:: AÇÃO NECESSÁRIA 1 ::
Responda, com base no texto sobre a cólica renal:
(a) Qual pressão é mencionada e com que remédio ela abaixou?
(b) Para onde o narrador seguiu de táxi?
(c) Como os pacientes eram chamados para o atendimento?
:: AÇÃO NECESSÁRIA 2 ::
Cite do texto sobre a cólica renal o trecho que vai de "Parei na porta" até "para se tratar.".

:: TEXTO FORNECIDO ::
UMA PEDRA NO MEU CAMINHO : ARTIGO DE AC TÓRTORO

 

Dezesseis horas de uma tarde infernal de inverno: a dor venceu o medo.

Eu estava sentindo, pela milésima vez, as “dores do parto” de uma cólica renal : a pressão 19×10 só abaixou com um comprimido de Captopril.

Chamei um taxi, e parti rumo à emergência do hospital, na Ribeirânia.

Parei na porta do nosocômio pensando em pedir que me “aplicassem” uma dose de cloroquina: agora só penso nisso.

Transposto o portal, carteira do plano nas mãos, balbuciei para a atendente: estou com muita dor, é cálculo renal descendo e rasgando uretra afora, e sou do grupo de risco. Disse isso porque queria sair o mais rapidamente possível do que atualmente estão chamando de antro do COVID 19, um hospital: dizem que pessoas estão morrendo em casa, com medo de saírem para se tratar.

Fui atendido imediatamente: todos com máscaras, todos distanciados,  pacientes sendo atendidos rapidamente, chamados pela tela da TV.  Coisa de primeiro mundo. Quase relaxei e retirei minha máscara. O espaço transparecia  perfeitamente asséptico.

:: EXTRATO DE DADOS ::

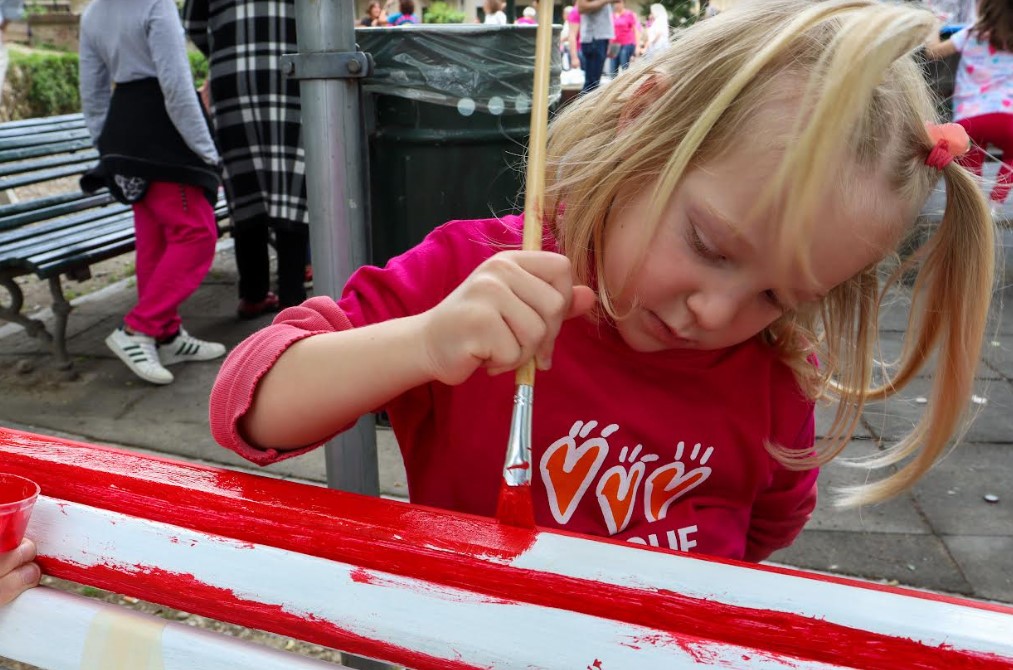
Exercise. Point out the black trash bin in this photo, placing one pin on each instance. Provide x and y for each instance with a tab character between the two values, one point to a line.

* * *

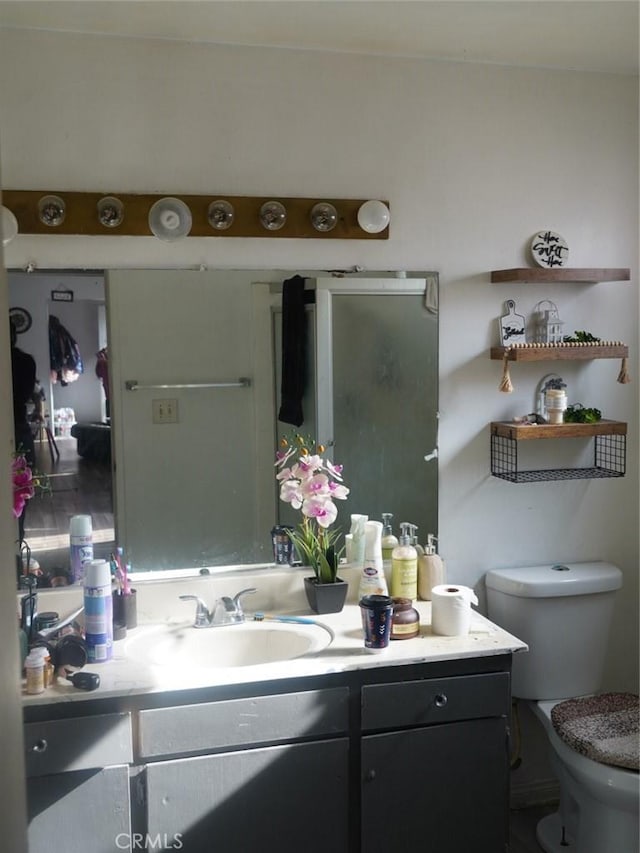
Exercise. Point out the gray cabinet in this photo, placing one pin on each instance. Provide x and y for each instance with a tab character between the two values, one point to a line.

==

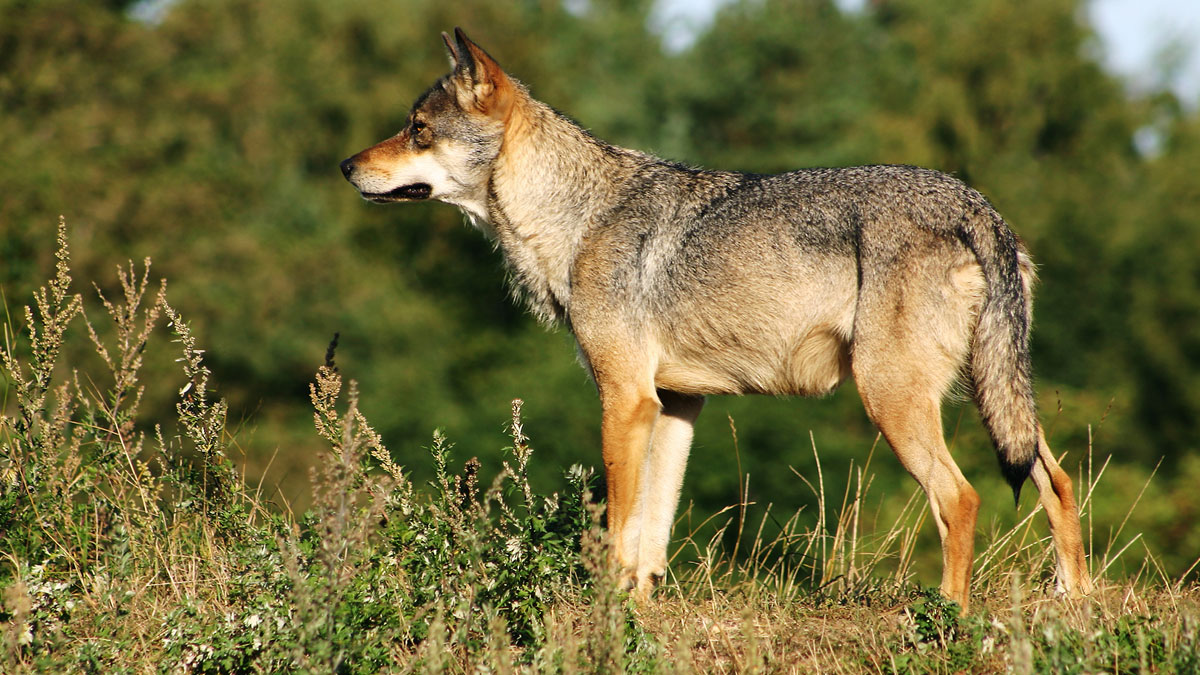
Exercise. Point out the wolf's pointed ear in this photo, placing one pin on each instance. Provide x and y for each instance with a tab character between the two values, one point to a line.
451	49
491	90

:: RESULTADO 1 ::
(a) 19×10, abaixou com um comprimido de Captopril.
(b) Para a emergência do hospital, na Ribeirânia.
(c) Pela tela da TV.

:: RESULTADO 2 ::
Parei na porta do nosocômio pensando em pedir que me “aplicassem” uma dose de cloroquina: agora só penso nisso.

Transposto o portal, carteira do plano nas mãos, balbuciei para a atendente: estou com muita dor, é cálculo renal descendo e rasgando uretra afora, e sou do grupo de risco. Disse isso porque queria sair o mais rapidamente possível do que atualmente estão chamando de antro do COVID 19, um hospital: dizem que pessoas estão morrendo em casa, com medo de saírem para se tratar.